> **OBJECTIVE**
Pull out the lines of the listing from its very first line through the line that contains "380), (456, 307)]", both ends included, and reproduce them with no changes.

%%

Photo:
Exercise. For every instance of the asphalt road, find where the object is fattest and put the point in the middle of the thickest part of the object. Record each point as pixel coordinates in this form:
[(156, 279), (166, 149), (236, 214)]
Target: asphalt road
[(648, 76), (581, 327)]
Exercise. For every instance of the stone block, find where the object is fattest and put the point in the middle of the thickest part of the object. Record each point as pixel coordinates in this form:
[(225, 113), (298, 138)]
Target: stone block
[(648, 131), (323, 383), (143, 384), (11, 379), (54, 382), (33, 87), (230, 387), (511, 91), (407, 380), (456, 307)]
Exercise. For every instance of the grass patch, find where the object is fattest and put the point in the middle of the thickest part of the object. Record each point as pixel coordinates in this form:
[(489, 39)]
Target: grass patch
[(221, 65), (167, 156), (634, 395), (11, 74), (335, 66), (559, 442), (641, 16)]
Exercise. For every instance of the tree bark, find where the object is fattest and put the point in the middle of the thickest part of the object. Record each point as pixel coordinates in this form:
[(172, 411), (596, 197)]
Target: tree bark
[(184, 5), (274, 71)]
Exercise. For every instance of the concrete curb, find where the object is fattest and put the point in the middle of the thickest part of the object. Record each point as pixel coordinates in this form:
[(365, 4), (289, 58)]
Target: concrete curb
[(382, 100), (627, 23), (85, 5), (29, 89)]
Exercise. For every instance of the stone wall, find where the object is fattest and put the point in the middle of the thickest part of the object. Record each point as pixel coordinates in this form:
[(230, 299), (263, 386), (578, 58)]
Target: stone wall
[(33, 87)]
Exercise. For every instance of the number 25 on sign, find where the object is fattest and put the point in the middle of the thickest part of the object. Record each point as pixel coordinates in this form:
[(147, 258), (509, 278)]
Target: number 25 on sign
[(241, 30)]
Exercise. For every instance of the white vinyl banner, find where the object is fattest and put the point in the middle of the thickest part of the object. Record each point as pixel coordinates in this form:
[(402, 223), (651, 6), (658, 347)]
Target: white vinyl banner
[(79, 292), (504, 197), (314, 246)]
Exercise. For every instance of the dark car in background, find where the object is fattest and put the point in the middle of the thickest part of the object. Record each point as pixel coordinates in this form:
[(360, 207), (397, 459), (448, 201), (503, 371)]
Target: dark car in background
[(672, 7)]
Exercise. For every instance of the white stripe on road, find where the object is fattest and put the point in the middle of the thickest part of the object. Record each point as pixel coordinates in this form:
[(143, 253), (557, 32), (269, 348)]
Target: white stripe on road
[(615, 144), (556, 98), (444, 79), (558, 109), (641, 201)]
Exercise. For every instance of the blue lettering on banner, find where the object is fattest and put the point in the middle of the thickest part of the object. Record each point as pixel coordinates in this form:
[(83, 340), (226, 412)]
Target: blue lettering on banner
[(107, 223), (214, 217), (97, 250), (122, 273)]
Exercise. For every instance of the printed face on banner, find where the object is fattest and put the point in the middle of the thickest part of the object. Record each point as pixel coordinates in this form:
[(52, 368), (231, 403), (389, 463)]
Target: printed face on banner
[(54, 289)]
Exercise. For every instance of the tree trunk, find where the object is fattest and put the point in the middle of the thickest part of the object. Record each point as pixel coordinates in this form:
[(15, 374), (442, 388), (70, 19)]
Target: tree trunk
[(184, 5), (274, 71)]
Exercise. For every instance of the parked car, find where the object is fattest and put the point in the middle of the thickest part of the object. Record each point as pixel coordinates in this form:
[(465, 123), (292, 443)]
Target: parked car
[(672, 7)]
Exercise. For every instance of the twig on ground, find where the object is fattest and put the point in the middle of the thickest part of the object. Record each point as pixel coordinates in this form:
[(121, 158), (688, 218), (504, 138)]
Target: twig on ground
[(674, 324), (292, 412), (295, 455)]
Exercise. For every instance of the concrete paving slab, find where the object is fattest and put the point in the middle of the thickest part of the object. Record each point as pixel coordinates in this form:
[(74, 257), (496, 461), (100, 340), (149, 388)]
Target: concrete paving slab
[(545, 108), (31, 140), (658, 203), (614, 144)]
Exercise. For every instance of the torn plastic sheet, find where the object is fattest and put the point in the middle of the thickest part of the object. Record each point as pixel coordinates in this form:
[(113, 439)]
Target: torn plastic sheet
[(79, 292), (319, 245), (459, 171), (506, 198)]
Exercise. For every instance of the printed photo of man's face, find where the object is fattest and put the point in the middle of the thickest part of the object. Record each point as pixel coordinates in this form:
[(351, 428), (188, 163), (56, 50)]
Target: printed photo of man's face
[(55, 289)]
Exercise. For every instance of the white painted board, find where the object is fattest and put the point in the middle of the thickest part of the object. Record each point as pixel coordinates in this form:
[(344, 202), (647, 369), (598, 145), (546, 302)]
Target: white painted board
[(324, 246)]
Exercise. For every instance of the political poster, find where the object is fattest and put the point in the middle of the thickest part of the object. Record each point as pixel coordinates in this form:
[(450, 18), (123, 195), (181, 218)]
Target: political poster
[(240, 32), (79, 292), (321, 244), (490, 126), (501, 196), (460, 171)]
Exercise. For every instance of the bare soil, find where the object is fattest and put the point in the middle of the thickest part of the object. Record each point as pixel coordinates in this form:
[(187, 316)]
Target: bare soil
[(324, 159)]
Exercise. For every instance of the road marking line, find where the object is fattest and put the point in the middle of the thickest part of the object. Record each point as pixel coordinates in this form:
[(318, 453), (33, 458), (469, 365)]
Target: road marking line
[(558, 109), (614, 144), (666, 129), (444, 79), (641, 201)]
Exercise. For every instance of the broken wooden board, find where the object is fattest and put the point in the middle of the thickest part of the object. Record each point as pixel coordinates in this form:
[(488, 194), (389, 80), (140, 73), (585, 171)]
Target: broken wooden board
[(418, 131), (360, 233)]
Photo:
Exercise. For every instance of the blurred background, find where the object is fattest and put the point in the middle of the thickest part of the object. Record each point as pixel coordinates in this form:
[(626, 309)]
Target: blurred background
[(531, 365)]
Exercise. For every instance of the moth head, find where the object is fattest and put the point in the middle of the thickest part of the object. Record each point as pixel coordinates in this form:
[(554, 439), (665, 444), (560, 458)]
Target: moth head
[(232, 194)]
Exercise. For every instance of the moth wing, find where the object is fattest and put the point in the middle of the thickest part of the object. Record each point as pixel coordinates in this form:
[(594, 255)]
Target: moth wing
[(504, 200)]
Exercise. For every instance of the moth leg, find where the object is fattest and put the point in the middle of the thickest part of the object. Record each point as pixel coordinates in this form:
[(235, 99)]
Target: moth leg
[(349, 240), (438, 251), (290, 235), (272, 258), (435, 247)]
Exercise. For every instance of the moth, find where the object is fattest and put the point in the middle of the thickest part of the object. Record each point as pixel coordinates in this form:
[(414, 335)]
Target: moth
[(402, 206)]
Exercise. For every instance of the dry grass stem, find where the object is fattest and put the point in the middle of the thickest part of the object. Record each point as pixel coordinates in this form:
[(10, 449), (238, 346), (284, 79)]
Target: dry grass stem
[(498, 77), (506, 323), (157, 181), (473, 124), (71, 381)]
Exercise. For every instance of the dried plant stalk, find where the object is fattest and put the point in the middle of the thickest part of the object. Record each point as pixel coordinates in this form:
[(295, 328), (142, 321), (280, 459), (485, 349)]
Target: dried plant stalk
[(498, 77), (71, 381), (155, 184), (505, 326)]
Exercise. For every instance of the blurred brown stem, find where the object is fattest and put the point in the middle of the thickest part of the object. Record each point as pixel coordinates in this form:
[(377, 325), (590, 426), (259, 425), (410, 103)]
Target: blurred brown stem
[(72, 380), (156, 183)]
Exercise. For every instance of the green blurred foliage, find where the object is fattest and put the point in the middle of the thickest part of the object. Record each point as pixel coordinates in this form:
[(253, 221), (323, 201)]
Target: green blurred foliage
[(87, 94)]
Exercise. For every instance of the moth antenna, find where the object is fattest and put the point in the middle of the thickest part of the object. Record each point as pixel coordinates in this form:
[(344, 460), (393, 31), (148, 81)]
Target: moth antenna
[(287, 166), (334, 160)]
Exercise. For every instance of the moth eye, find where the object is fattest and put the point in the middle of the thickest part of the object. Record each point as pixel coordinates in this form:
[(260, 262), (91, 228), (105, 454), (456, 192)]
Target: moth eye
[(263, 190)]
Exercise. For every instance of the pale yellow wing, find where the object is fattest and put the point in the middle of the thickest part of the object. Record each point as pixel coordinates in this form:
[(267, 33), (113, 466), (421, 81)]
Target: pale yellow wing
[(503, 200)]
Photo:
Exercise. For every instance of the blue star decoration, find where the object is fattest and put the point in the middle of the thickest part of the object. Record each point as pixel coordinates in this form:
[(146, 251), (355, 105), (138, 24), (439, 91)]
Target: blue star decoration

%%

> **ANSWER TO THIS EXERCISE**
Photo:
Exercise. For every instance of the asphalt road, find where the object is fattest and put the point in the middle of the thickest part of the object. Record each point as pixel coordinates in this form:
[(156, 279), (166, 149), (236, 214)]
Target: asphalt road
[(648, 76), (581, 327)]
Exercise. For every instance of the stone block, find where the object is fattest and put the point in the middle of the thickest part of the object. Record each point as pixel coordinates in this form:
[(225, 113), (298, 138)]
Target: stone block
[(648, 131), (323, 383), (143, 384), (11, 379), (54, 382), (33, 87), (230, 387), (511, 91), (407, 380), (456, 307)]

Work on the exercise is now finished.